# Router acquired but not working



## BenNevis (Nov 8, 2012)

Got my router and became a newbie Nov 5 but since then been frustrated beyond imagination. Spindle would not lock so router bit not secure so no work done. The people at Freud very helpful but not offering much apart from send it back and they'll 'see what they can do'. Well, enough of that, am having the retailer (Home Depot) replace it and when they do...soon I hope.. I'll get on with things. Question in anticipation of my first encounter with a working machine is this. Am in the middle of constructing a king bed and I'd like the slats to be set in the rails as in a mortise? As the slats will be square (as in 90 degree corners) what is the best way to square a mortise in a pine 2x4? The slat is 1x4 (actually 3/4x3 1/2). This'll be a first and glorious attempt at achieving some router skills so really looking forward to getting started after getting the working Freud into my hands. Quite keen actually. Any help with my first assignment will be...well you know! William (and many thanks for the welcome earlier James)


----------



## Cherryville Chuck (Sep 28, 2010)

You have a few choices. You can square the corners with this type chisel Square Hole Punches - Lee Valley Tools , or, use a standard mortising chisel, or you can round the corners of your slats to fit using a chisel, scraper, and/or sandpaper. Since the slats aren't structural, the fit doesn't have to be perfect so I would go with the 3rd option.


----------



## jschaben (Jun 21, 2009)

I agree with Charles as far as rounding the tenon. 
I'm really more interested in your router problem, which Freud router do you have? Mine simply have a hole in the armature shaft that is engaged by a spring loaded pin. The pin is simply put in the engage position with a lever, or on one of my older models, automatically was activated by a cone when the router was in the fully down position. All components fully visible. If, for some reason, you couldn't get the router down far enough to align with the pin mechanism, you really have a problem with the base range of travel and that would need to go into the shop for correction.


----------



## mgmine (Jan 16, 2012)

Use a 1/2" or 3/8" upward spiral bit to cut the mortises then as stated round off the edges of the tenons. The tenons will go easier if you do them on a table saw (you can lay the stock flat on the table)or band saw. Cut the tenons after the mortise to make sure of getting a good fit. Leave a shoulder all around the tenon to hide the mortise.

*PROVIDED RECORDS:*

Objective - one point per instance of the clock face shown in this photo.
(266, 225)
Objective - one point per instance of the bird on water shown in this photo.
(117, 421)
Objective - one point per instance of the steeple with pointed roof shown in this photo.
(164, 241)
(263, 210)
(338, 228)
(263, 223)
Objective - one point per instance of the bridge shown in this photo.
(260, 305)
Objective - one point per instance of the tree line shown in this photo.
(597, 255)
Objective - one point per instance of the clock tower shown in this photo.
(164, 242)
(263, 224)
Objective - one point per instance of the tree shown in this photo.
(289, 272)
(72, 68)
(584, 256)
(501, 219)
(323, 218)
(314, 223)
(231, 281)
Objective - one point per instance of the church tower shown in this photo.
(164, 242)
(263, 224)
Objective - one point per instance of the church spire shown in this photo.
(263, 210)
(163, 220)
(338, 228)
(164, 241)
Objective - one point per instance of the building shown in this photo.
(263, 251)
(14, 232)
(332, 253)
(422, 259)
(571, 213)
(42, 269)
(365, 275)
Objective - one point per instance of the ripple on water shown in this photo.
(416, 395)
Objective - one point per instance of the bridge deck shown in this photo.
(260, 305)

*SHORT PROBLEM A:* Copy from the router forum thread, word for word, the passage starting with "## Cherryville Chuck" and going on through "rounding the tenon.".
*SHORT PROBLEM B:* Write the next part of the forum thread about the Freud router and the bed slat mortises, picking up after its last post.

*EXERCISE RESULT A:*
## Cherryville Chuck (Sep 28, 2010)

You have a few choices. You can square the corners with this type chisel Square Hole Punches - Lee Valley Tools , or, use a standard mortising chisel, or you can round the corners of your slats to fit using a chisel, scraper, and/or sandpaper. Since the slats aren't structural, the fit doesn't have to be perfect so I would go with the 3rd option.


----------



## jschaben (Jun 21, 2009)

I agree with Charles as far as rounding the tenon.

*EXERCISE RESULT B:*
----------



## bcfunburst (Jan 14, 2012)

You might also consider simply notching the side rails to set in the slats level with the tops of the side rails, giving you the same smooth surface for the box spring and mattress. Same strength and so much more simple all round. Newer bed sets require a center support as well. You can still make covers for the exposed side rail surface, perhaps. Just ideas for you. Hope your router problems turn out to be nothing serious.


----------



## Ray Y (Jan 10, 2012)

If you want to round over the edges of the slat to fit a round-ended mortise, wouldn't it be nice to use your router?


----------



## Cherryville Chuck (Sep 28, 2010)

Ray Y said:


> If you want to round over the edges of the slat to fit a round-ended mortise, wouldn't it be nice to use your router?


Good point Ray. When he said mortice, I assumed he was going to tenon the ends of the slats. There isn't necessarily a need to. A round over bit or a bullnose would round them quickly.


----------



## mikelley (Aug 2, 2012)

"Or" make the mortise a little wider and the" square" tenon will fit in the "round" hole. No trimming, squareing, etc. and nobody will notice.


----------



## mgmine (Jan 16, 2012)

Ray Y said:


> If you want to round over the edges of the slat to fit a round-ended mortise, wouldn't it be nice to use your router?


A few swipes with a rasp takes off the square end. It doesn't have to look pretty only fit. I just find that making a tenon with a router takes too long. If you have a table or set up to make the tenons then that's another solution but spending the time making such a jig or table for a few tenons doesn't make sense.


----------



## jschaben (Jun 21, 2009)

Don't really need to mess with mortises or tenons either for that matter. Just groove the rails for the thickness of the slats. Cut some extra slat material and cut it to the length equal to the distance between the slats. Glue in a slat and then a spacer. repeat.


----------



## BenNevis (Nov 8, 2012)

*Freud Locking problem*



jschaben said:


> I agree with Charles as far as rounding the tenon.
> I'm really more interested in your router problem, which Freud router do you have? Mine simply have a hole in the armature shaft that is engaged by a spring loaded pin. The pin is simply put in the engage position with a lever, or on one of my older models, automatically was activated by a cone when the router was in the fully down position. All components fully visible. If, for some reason, you couldn't get the router down far enough to align with the pin mechanism, you really have a problem with the base range of travel and that would need to go into the shop for correction.


Thanks for the interest John and description of the problem. The router is a Freud FT 1700 VCE and although the lock did initially activate it soon became easy to turn it with finger power. Not good. So instead of having Freud fix it I returned it to Home Depot who immediately (2 days as it wasn't in stock) replaced it with a new one. Now works perfectly - no issues. Moves easily into place for the locking mechanism to engage. Now on to routing... Thanks again William F.

On my king bed project jury is still out on whether to rabbet the rails, mortise them or even cut a wide rabbet with the table saw (recently borrowed from son). Not very confident with that machine yet. Am off to try it now and we'll see. W.F


----------



## BenNevis (Nov 8, 2012)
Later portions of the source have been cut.